• Arbeitsanweisung 1: Entnimm dem unten stehenden Text über Next Leadership wortgetreu alles von „Aber wohin geht“ bis hinunter zu „der betroffenen Führungskräfte.“.

• Textauszug:
Herausforderung Next Leadership
Dass im Kontext von Industrie 4.0, Digitalisierung und weiteren globalen Trends vor allem auch korrespondierende, neue Führungsansätze diskutiert und gefordert werden, steht außer Frage.
Aber wohin geht die Reise ganz praktisch, wenn Unternehmer und Unternehmen New- oder Next Leadership ausrufen?
Will man zu dem Thema nur etwas beitragen, weil alle etwas dazu sagen oder schreiben? Erkennt man den Handlungsbedarf für die eigene Organisation und startet einen Change Prozess nach altem Muster? Oder bricht man auf, experimentiert und schafft Keimzellen von New Work?
Aus unserer Beratungspraxis kennen wir die Gedanken und Maßnahmen von Unternehmern, Managern aber auch der betroffenen Führungskräfte.
Alle spüren, dass sich etwas ändern muss und wird. Die einen warten ab, was sich als best practice herausstellen könnte, die anderen diskutieren bereits intensiv über den Wandel und andere sind schon losgegangen und wollen möglichst schnell diejenigen einholen, die bereits weit vorne sind.
Es wird viel geschrieben über die Notwendigkeit, den Nutzen und die Vorteile von Next Leadership Ansätzen und viele prominente Experten wissen gut, was alles angepackt und verändert werden muss: Vertrauen aufbauen, Selbstverantwortung stärken, Freiheit und Fehler zulassen, wechselnde Führung nach Bedarf implementieren oder Führung sogar demokratisch wählen lassen. Zielsysteme und Budgets abschaffen, agile Formen der Kollaboration, neue Formen der Entscheidung, Schwarmintelligenz nutzen, Graswurzelbewegungen fördern, Start-up-Atmosphäre schaffen. Diese Liste ließe sich seitenweise fortsetzen.
Nun weiß aber der erfahrene Praktiker, dass dies alles (in der Praxis) nicht so einfach umzusetzen ist und auf „Change-Knopfdruck“ geschieht. Next Leadership hat mit Menschen zu tun und die lassen sich erfahrungsgemäß nicht ohne Weiteres umprogrammieren. Next Leadership bedeutet Kulturwandel und eine Kultur ändert sich nicht von heute auf morgen. Es sei denn, man würde direkt die Führungskräfte austauschen, wie es eine Expertin für Kulturwandel postuliert.
Insofern ist es wichtig, die Herausforderungen für Next Leadership zu betrachten, nicht um dann davor zu kapitulieren, sondern damit jeder weiß, woran er bei sich selbst und anderen arbeiten muss - und keinesfalls durch eine Anweisung von oben herab.
Die folgenden 5 wichtigen Herausforderungen laden zu einem Austausch darüber ein, wie diesen begegnet werden kann oder sogar schon erfolgreich begegnet wurde.

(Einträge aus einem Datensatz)
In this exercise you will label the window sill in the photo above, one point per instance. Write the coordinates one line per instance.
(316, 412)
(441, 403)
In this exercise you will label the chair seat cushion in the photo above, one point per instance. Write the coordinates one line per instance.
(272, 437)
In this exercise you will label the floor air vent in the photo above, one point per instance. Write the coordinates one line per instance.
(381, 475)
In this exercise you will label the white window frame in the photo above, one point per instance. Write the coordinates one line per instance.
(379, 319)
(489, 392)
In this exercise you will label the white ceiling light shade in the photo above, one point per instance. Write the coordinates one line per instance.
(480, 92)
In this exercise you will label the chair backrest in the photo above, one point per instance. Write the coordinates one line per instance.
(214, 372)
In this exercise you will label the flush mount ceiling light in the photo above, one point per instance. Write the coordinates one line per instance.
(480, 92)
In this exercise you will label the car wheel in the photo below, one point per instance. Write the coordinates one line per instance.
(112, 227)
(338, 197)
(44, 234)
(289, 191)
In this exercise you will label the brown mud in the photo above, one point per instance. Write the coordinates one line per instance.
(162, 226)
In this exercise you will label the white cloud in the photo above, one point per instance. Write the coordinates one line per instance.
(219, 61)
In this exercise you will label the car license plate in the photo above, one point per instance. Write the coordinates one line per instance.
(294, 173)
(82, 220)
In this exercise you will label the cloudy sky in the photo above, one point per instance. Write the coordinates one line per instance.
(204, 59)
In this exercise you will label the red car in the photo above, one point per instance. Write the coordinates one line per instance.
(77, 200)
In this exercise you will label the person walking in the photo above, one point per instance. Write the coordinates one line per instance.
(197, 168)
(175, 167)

• Arbeitsanweisung 2: Welche Zeilen der obigen Einträge enthalten die Zeichenfolge „light“? Finde jede davon und schreibe sie vollständig ab, wobei Groß- und Kleinschreibung zählt.

• Richtige Antwort 1:
Aber wohin geht die Reise ganz praktisch, wenn Unternehmer und Unternehmen New- oder Next Leadership ausrufen?
Will man zu dem Thema nur etwas beitragen, weil alle etwas dazu sagen oder schreiben? Erkennt man den Handlungsbedarf für die eigene Organisation und startet einen Change Prozess nach altem Muster? Oder bricht man auf, experimentiert und schafft Keimzellen von New Work?
Aus unserer Beratungspraxis kennen wir die Gedanken und Maßnahmen von Unternehmern, Managern aber auch der betroffenen Führungskräfte.

• Richtige Antwort 2:
In this exercise you will label the white ceiling light shade in the photo above, one point per instance. Write the coordinates one line per instance.
In this exercise you will label the flush mount ceiling light in the photo above, one point per instance. Write the coordinates one line per instance.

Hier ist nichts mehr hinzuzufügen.